*** EXTRACTED INFORMATION ***
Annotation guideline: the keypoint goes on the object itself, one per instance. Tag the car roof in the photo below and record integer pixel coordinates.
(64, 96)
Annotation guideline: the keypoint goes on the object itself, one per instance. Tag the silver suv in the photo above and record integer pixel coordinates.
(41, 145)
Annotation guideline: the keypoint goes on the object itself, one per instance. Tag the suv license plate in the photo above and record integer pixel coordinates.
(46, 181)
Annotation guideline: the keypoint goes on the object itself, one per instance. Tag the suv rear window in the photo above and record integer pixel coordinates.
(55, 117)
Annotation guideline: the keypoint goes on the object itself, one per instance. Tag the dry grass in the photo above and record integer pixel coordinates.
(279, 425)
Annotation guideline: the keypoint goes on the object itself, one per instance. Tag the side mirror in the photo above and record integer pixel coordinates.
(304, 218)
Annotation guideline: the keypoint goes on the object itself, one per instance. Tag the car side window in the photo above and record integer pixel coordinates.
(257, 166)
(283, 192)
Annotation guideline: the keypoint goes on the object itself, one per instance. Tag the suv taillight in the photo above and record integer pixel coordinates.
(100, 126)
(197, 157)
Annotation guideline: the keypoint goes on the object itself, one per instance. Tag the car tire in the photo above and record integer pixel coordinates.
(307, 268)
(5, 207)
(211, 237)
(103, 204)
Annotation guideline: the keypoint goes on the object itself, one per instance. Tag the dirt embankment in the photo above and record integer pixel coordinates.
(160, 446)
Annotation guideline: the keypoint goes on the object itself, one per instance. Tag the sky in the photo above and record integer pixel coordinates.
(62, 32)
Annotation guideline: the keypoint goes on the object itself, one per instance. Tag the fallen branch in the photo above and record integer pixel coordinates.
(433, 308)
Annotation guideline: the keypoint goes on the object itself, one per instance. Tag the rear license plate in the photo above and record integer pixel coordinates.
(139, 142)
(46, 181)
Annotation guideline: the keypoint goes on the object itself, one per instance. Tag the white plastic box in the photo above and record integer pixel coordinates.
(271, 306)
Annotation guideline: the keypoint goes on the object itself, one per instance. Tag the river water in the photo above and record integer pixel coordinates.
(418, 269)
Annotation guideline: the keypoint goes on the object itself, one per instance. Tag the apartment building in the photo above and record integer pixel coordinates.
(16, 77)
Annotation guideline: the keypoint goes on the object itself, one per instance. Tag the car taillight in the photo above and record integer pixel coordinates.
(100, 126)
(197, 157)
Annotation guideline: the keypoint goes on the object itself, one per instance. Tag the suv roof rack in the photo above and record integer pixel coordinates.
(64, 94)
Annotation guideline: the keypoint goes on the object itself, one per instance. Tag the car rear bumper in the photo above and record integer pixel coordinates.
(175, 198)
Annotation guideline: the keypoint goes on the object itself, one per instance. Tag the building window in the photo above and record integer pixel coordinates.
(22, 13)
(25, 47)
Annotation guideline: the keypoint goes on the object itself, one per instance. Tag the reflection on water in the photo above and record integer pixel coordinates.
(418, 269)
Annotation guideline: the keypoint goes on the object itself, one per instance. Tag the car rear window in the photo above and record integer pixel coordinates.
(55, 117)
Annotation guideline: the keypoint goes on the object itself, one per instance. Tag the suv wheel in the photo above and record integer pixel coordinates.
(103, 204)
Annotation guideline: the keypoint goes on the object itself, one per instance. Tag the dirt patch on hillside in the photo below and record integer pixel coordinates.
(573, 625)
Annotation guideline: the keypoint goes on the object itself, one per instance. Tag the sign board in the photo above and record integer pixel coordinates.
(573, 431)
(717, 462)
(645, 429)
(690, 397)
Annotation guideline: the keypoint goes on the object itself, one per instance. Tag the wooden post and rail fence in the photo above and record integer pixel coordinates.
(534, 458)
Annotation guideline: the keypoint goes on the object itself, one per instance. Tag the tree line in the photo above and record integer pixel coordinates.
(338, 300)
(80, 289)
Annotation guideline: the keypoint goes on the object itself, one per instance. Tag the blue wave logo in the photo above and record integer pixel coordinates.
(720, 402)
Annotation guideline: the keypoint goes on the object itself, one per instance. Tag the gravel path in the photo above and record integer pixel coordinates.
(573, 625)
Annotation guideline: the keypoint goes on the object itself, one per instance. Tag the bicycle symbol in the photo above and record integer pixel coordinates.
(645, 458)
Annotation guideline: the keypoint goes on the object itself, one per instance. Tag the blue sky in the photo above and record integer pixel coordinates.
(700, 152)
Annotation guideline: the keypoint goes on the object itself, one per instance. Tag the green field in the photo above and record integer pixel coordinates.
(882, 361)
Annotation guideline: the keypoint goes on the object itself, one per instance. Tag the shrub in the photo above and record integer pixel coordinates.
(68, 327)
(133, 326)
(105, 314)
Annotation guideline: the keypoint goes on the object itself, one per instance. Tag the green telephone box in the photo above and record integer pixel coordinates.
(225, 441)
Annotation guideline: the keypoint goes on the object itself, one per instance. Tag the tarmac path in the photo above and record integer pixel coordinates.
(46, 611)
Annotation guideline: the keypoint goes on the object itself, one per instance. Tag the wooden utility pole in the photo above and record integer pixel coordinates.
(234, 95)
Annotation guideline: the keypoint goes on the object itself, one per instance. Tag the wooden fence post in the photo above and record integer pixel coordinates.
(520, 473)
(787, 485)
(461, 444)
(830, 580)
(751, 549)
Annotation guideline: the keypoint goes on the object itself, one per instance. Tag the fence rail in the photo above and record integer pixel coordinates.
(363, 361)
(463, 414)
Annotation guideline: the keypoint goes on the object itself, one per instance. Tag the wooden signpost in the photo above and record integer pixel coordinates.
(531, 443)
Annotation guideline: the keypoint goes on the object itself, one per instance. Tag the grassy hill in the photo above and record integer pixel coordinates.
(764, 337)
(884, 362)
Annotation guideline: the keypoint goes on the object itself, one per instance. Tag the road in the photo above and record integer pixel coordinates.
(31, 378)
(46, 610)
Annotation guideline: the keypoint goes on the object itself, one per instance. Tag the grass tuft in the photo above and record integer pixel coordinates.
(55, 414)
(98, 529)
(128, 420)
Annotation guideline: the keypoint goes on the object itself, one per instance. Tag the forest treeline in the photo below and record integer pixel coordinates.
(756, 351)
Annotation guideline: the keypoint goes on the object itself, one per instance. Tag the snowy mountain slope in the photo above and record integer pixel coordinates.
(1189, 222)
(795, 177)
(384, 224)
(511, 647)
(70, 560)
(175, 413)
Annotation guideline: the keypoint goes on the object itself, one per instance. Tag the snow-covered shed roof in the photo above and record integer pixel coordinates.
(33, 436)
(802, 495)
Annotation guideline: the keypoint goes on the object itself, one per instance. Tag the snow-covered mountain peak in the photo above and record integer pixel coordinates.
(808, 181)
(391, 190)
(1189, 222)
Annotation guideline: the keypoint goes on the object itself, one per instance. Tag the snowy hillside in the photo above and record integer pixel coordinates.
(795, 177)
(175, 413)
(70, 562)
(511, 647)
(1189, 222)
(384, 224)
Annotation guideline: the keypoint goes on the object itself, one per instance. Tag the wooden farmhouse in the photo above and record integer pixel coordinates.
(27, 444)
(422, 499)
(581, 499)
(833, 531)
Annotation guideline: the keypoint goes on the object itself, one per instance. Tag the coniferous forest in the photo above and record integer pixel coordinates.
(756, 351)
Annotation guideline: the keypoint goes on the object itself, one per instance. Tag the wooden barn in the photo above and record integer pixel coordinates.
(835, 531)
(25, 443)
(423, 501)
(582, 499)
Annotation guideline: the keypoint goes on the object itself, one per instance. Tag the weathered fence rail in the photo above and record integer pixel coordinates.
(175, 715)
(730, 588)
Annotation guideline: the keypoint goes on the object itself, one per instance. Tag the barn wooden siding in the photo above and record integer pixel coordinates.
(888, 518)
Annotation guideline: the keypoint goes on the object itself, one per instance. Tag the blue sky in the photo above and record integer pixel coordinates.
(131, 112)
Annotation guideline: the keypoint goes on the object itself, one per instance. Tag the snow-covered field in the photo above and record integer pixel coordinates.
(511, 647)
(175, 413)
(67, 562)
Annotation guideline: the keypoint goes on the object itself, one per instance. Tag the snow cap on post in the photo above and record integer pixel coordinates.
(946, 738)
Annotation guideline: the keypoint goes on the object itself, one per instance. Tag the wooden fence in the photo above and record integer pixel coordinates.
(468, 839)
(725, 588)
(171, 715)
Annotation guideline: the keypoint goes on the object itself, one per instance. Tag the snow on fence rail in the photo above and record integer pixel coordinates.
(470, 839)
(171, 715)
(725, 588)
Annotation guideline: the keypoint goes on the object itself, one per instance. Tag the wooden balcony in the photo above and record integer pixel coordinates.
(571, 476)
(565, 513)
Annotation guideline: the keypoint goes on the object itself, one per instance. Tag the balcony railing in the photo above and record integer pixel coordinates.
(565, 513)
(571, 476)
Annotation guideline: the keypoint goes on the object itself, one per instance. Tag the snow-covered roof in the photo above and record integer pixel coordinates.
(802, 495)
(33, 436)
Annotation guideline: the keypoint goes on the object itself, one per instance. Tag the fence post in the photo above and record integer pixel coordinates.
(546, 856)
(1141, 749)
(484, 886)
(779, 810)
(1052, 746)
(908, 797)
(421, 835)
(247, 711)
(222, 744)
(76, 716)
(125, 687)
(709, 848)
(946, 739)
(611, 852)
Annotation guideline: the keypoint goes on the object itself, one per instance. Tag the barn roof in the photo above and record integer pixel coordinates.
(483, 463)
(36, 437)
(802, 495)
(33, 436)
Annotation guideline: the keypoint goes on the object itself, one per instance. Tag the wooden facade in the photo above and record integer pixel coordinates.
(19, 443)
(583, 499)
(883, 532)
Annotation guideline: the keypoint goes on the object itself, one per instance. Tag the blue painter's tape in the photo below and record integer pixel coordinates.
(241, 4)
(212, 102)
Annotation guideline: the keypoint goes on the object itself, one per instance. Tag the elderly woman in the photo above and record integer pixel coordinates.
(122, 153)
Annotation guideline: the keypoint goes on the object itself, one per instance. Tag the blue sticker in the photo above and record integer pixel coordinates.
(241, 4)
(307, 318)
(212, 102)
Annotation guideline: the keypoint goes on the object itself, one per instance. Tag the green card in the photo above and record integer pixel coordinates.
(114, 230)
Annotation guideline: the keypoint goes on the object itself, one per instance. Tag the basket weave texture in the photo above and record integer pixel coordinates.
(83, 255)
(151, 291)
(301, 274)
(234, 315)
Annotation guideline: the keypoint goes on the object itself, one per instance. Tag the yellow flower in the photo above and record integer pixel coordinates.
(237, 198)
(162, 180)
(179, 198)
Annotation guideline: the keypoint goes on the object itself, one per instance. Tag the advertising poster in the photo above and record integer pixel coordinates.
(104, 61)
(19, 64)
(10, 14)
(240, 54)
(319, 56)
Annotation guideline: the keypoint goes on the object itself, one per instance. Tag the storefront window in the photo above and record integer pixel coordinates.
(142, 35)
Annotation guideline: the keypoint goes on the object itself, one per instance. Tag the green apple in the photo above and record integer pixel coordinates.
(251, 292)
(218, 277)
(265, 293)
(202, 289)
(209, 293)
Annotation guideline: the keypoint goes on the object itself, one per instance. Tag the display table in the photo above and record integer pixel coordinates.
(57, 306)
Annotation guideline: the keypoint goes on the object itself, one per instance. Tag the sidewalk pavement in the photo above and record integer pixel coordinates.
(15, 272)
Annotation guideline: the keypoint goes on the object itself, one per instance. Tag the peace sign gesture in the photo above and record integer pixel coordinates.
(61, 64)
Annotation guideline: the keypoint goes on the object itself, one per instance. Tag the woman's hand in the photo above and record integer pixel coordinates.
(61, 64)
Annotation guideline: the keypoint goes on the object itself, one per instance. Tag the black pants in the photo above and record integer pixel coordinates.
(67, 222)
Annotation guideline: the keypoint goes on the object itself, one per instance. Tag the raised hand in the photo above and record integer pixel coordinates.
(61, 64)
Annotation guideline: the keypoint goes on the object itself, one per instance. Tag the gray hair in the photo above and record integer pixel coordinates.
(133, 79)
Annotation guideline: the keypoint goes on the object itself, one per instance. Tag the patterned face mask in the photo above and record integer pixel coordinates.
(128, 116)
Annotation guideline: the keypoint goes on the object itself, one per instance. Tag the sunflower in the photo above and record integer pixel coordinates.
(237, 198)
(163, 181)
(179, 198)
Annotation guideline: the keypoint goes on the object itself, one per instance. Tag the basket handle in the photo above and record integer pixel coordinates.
***
* **EXERCISE**
Convert the records from the line containing "Tag the sunflower" through the last line of the records, inclusive, into a JSON list of strings with one string per line and blank lines omitted.

* **FINAL RESULT**
[
  "Annotation guideline: the keypoint goes on the object itself, one per instance. Tag the sunflower in the photo above and record integer pixel coordinates.",
  "(237, 198)",
  "(163, 181)",
  "(179, 198)",
  "Annotation guideline: the keypoint goes on the object itself, one per instance. Tag the basket handle in the photo above and record integer pixel coordinates."
]